Collection entries:
━━━━

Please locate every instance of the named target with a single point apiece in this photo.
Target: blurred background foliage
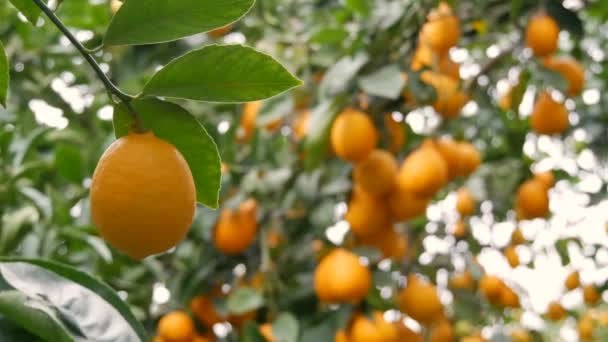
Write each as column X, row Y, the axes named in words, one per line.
column 349, row 53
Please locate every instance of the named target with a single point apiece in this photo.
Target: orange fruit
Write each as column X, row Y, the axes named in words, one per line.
column 585, row 329
column 463, row 280
column 235, row 230
column 176, row 326
column 202, row 308
column 396, row 133
column 508, row 297
column 572, row 281
column 353, row 135
column 405, row 334
column 590, row 295
column 511, row 255
column 555, row 311
column 517, row 237
column 450, row 99
column 571, row 70
column 460, row 229
column 532, row 199
column 549, row 116
column 423, row 172
column 542, row 34
column 300, row 124
column 375, row 330
column 392, row 244
column 521, row 335
column 404, row 205
column 220, row 32
column 142, row 195
column 420, row 301
column 376, row 174
column 366, row 213
column 465, row 203
column 442, row 31
column 443, row 332
column 491, row 287
column 266, row 332
column 340, row 278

━━━━

Copy every line of the material above word for word, leaving out the pictures.

Final result:
Please locate every instance of the named target with a single point apiece in this photo.
Target: blurred background foliage
Write each as column X, row Y, the axes named in words, one per line.
column 349, row 53
Please locate every instance of the named target with a single point apiece in this photo.
Target: orange fruit
Write each as column X, row Y, the axes named in words, one per line.
column 585, row 329
column 463, row 280
column 235, row 230
column 176, row 326
column 202, row 308
column 396, row 133
column 508, row 297
column 572, row 281
column 353, row 135
column 405, row 334
column 590, row 295
column 511, row 255
column 555, row 311
column 517, row 237
column 450, row 99
column 571, row 70
column 460, row 229
column 532, row 199
column 549, row 116
column 423, row 172
column 542, row 34
column 300, row 124
column 375, row 330
column 392, row 244
column 521, row 335
column 404, row 205
column 220, row 32
column 142, row 195
column 420, row 301
column 376, row 174
column 366, row 213
column 465, row 203
column 442, row 31
column 443, row 332
column 491, row 287
column 266, row 332
column 340, row 278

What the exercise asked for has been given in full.